:: TEXT SEGMENT

A [b]room of one's own
I was changing the sheets on my bed the other day and I noticed that they are banana-yellow. This puzzled me. Why have I got banana-yellow sheets?
If they were sand-coloured it would be understandable - they would fit in with
the whole Beach House ambience I’ve tried to create Chez Moi: my sea-blue quilt splashes over me as I sleep, and in winter I naughtily turn up the radiators full blast so that I can walk around my apartment in my bikini, a straw hat shielding me from the lamplight as I gently water my mini palm trees.
I guess I had an uninteresting power relationship with French: It was him who decided everything and I just went along with it, happier-than-Larry to be living in Paris.
Designated bedtime was much too early for a night-owl like me, but because French had to go to the office the next day and because if I read a book in the other room the crinkle of the pages turning would keep him awake, I’d find myself obeying the call to sleep and smothering miserable hoots in my pillow.
The apartment was decorated according to his tastes. The kitchen floor was swept with his brooms and in the anti-clockwise direction which is often attributed to the direction water goes down a sink in the northern hemisphere but the opposite of my southern hemisphere ways.
I was a prisoner in this apartment. But I’m not giving you a soggy story about a poor little bourgeoisie who pricked herself on hairpins while undoing her chignon, and who was imprisoned in a spacious apartment overlooking a Monoprix stocked with fancy ready-to-eats.

::::
:: EXERCISE DATA

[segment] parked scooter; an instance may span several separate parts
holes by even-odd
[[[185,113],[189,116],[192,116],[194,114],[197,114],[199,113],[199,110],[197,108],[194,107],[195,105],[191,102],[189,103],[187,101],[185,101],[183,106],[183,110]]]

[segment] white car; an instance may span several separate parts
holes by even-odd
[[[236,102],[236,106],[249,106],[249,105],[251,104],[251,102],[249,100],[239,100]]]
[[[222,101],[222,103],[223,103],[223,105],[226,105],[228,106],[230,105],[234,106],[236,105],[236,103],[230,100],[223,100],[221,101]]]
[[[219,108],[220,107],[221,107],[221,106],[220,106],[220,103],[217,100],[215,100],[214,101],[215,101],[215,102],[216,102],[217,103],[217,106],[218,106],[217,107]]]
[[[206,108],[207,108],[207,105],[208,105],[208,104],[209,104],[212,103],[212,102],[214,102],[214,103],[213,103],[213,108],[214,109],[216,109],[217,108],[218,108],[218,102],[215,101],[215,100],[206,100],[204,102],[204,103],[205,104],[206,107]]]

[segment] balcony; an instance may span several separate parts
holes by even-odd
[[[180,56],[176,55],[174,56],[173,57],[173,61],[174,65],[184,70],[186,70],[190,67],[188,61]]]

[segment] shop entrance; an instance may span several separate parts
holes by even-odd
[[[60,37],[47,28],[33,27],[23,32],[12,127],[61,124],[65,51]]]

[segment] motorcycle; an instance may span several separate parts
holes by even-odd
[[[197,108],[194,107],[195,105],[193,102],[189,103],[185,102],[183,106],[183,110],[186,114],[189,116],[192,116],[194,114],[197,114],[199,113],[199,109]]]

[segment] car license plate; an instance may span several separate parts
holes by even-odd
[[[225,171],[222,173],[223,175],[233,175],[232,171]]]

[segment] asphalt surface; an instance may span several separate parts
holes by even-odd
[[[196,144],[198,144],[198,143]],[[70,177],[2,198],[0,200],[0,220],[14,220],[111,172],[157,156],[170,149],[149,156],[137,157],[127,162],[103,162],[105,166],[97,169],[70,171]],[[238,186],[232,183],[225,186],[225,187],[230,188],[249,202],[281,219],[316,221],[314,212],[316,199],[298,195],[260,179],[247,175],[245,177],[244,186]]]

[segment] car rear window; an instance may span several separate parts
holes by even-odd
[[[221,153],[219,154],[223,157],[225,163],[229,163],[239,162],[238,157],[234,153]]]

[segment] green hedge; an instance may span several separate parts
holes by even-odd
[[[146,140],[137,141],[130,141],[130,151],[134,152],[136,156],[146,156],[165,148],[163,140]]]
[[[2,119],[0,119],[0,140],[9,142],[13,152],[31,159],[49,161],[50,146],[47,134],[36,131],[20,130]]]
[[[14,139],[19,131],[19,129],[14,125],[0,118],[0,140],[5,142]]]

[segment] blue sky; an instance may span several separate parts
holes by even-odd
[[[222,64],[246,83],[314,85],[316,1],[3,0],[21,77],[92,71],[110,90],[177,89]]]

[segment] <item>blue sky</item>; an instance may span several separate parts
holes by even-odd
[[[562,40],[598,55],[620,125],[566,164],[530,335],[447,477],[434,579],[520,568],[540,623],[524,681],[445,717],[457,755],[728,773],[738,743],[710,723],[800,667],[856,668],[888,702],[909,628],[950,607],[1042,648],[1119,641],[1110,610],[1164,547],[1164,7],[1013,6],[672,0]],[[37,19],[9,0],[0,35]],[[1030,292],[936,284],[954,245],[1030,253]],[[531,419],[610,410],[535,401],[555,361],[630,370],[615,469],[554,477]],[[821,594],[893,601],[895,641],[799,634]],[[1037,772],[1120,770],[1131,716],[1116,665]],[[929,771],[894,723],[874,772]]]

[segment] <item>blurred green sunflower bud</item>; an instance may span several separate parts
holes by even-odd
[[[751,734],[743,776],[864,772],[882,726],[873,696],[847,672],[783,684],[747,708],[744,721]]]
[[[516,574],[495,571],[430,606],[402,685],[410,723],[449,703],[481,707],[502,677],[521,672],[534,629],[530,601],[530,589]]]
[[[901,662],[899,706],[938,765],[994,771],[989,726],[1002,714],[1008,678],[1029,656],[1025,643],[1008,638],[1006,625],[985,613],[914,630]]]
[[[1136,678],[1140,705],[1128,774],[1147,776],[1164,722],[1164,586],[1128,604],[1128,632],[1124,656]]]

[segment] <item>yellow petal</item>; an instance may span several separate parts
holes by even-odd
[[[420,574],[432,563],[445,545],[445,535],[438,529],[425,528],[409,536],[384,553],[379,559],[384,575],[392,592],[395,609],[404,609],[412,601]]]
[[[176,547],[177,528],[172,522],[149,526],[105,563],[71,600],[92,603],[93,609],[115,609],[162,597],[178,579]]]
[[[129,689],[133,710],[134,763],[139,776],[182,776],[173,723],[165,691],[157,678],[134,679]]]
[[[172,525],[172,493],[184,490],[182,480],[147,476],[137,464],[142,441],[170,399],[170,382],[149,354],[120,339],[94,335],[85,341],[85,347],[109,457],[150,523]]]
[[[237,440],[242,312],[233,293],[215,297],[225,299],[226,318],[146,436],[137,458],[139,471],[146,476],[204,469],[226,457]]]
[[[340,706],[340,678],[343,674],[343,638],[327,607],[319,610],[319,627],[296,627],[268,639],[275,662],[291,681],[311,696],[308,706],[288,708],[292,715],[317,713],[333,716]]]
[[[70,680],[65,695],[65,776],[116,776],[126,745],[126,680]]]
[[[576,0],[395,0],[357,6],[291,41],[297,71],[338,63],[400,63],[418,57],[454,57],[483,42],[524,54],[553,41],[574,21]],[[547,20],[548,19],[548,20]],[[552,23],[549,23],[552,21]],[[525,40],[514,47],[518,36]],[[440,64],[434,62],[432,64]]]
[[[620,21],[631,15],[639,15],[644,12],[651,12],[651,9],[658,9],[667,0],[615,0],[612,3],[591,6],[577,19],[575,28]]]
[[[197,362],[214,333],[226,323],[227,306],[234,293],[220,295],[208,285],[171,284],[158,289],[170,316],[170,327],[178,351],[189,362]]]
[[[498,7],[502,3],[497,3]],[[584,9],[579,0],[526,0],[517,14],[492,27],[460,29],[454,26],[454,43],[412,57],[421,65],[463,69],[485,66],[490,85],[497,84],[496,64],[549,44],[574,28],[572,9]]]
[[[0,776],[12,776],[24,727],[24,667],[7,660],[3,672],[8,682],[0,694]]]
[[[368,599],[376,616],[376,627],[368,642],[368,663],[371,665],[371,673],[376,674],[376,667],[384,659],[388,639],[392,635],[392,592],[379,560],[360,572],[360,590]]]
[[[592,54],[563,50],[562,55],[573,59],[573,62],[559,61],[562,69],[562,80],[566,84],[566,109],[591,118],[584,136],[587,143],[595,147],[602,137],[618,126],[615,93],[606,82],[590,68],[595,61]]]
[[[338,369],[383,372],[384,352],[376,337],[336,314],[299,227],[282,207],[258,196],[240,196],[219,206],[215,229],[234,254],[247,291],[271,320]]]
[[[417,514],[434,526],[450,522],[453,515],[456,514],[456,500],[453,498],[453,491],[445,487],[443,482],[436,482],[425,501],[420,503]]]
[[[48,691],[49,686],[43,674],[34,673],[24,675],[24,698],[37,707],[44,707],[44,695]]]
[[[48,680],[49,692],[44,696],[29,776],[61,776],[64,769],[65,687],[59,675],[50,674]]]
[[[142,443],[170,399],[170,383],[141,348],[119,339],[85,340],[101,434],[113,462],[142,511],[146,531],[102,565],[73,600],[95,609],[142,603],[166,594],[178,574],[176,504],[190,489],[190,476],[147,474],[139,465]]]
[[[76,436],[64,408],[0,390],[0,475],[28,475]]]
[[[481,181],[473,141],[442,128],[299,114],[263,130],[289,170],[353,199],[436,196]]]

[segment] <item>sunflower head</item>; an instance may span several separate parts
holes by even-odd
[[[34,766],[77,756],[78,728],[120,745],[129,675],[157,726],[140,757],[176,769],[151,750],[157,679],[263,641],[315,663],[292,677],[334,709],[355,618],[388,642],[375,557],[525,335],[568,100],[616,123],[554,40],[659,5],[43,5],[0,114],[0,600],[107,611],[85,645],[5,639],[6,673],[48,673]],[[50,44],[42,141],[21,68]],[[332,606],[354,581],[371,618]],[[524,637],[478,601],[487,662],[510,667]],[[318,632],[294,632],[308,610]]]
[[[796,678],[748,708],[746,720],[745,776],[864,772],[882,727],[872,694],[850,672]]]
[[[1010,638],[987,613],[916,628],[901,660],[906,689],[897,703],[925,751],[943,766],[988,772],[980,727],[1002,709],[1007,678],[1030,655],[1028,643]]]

::::

— THINGS TO DO —
**a)** Answer these questions from the passage:
(i) What color are the sheets on the bed?
(ii) In the relationship with French, who decided everything?
(iii) In which direction was the kitchen floor swept?
**b)** Reproduce the passage starting with "If they were" and going on through "in my pillow.", swapping "bikini" for "swimsuit".

— ANSWERS TO THE EXERCISE —
**a)**
(i) Banana-yellow.
(ii) French.
(iii) Anti-clockwise.

**b)**
If they were sand-coloured it would be understandable - they would fit in with
the whole Beach House ambience I’ve tried to create Chez Moi: my sea-blue quilt splashes over me as I sleep, and in winter I naughtily turn up the radiators full blast so that I can walk around my apartment in my swimsuit, a straw hat shielding me from the lamplight as I gently water my mini palm trees.
I guess I had an uninteresting power relationship with French: It was him who decided everything and I just went along with it, happier-than-Larry to be living in Paris.
Designated bedtime was much too early for a night-owl like me, but because French had to go to the office the next day and because if I read a book in the other room the crinkle of the pages turning would keep him awake, I’d find myself obeying the call to sleep and smothering miserable hoots in my pillow.